• PASSAGE TO READ:
***

The revered author of 100 Years of Solitude was simply speaking to the fact that the job of the wordsmith is no different from the job of the blacksmith. The only difference is the tools. The objective, the beauty of the final product, is essentially the same.

García Márquez, who today is considered one of the masters of literature across the world, was simply referring to a truth that other writers he admired and respected knew all along.

Ernest Hemingway, for example, taught him “the profession,” he said, not so much the inspiration or the style, which he said he picked up more often from Faulkner, or Kafka.

Hemingway, he used to say, taught him the tools of the trade because of his practical American writer approach.

García Márquez even confessed that he was a bad writer; he wasn’t the genius people thought he was, he added, but a handicapped one who through sheer will and everyday practice straightened out his arm and improved his capacity to write.

In an essay that he wrote in Argentina, he further confessed that he was simply a rough “costeño” (“corroncho,” in Colombian Spanish), who humbled himself to improve on his innate handicap.

***

• REQUESTS:
1. Update the passage on García Márquez and the writer's craft: reproduce the stretch from "García Márquez, who" through "his innate handicap." with "Argentina" changed to "Mexico".
2. Write the next part of the passage on García Márquez and the writer's craft, picking up right after its final sentence.
The entries come from a separate, unrelated source.

***

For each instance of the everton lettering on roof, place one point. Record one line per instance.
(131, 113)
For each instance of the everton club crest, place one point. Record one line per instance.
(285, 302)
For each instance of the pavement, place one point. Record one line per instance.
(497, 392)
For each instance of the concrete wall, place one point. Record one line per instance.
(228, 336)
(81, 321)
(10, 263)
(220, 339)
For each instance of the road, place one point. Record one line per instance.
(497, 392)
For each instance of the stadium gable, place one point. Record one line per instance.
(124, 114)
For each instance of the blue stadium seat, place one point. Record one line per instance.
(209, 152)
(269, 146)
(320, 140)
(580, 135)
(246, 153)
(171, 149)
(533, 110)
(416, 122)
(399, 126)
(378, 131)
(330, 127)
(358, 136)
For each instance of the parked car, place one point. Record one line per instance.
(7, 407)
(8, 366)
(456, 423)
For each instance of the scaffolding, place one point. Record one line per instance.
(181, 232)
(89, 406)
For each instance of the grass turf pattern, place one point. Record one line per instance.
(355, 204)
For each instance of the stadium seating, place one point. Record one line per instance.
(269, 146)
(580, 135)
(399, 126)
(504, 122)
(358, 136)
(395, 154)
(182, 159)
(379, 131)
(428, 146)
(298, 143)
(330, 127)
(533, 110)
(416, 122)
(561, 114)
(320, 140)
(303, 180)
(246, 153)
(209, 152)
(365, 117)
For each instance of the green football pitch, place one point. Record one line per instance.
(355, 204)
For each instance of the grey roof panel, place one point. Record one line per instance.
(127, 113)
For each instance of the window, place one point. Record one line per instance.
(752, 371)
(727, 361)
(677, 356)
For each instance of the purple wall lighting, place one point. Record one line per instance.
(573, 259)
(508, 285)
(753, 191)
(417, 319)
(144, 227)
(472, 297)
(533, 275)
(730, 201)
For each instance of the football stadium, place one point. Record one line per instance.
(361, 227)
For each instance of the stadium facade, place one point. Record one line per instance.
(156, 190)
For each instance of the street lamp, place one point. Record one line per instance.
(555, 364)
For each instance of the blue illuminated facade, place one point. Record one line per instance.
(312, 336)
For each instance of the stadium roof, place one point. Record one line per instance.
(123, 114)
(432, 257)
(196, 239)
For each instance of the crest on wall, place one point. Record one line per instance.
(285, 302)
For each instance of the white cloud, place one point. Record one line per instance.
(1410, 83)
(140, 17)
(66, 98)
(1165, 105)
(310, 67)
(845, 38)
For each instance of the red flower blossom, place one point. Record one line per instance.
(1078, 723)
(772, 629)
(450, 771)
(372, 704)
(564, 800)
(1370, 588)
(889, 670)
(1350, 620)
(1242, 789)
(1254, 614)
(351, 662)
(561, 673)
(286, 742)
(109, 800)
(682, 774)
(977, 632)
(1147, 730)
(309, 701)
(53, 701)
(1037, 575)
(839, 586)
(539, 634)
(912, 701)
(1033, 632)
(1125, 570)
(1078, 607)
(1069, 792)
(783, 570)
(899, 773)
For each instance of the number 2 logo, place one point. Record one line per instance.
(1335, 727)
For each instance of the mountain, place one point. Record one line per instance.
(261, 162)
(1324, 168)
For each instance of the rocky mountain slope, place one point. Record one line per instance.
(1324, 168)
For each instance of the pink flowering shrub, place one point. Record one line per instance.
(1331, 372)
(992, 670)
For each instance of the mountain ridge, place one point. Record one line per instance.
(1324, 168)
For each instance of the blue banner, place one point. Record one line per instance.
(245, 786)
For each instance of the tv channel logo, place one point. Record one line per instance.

***

• ANSWERS TO THE PROBLEMS:
1.
García Márquez, who today is considered one of the masters of literature across the world, was simply referring to a truth that other writers he admired and respected knew all along.

Ernest Hemingway, for example, taught him “the profession,” he said, not so much the inspiration or the style, which he said he picked up more often from Faulkner, or Kafka.

Hemingway, he used to say, taught him the tools of the trade because of his practical American writer approach.

García Márquez even confessed that he was a bad writer; he wasn’t the genius people thought he was, he added, but a handicapped one who through sheer will and everyday practice straightened out his arm and improved his capacity to write.

In an essay that he wrote in Mexico, he further confessed that he was simply a rough “costeño” (“corroncho,” in Colombian Spanish), who humbled himself to improve on his innate handicap.

2.
It was only through this attitude that García Márquez, simply a journalist from the Colombian coast, became the celebrity journalist of “El Espectador” that went on to challenge through his writing the untouchable military junta then in power in Colombia.

He wrote Relato de un Náufrago, one of his best known books, initially as a series of articles in “El Espectador” that almost brought down a national government in Bogotá. His writing had become that powerful.

It would be another 15-30 years of practice that finally gave him finally the abilities to create that masterpiece entitled 100 Years of Solitude that made him famous all over the world.

He wasn’t Hemingway, but García Márquez is no doubt one of these rare ones who has left us with the well-known secrets of the trade.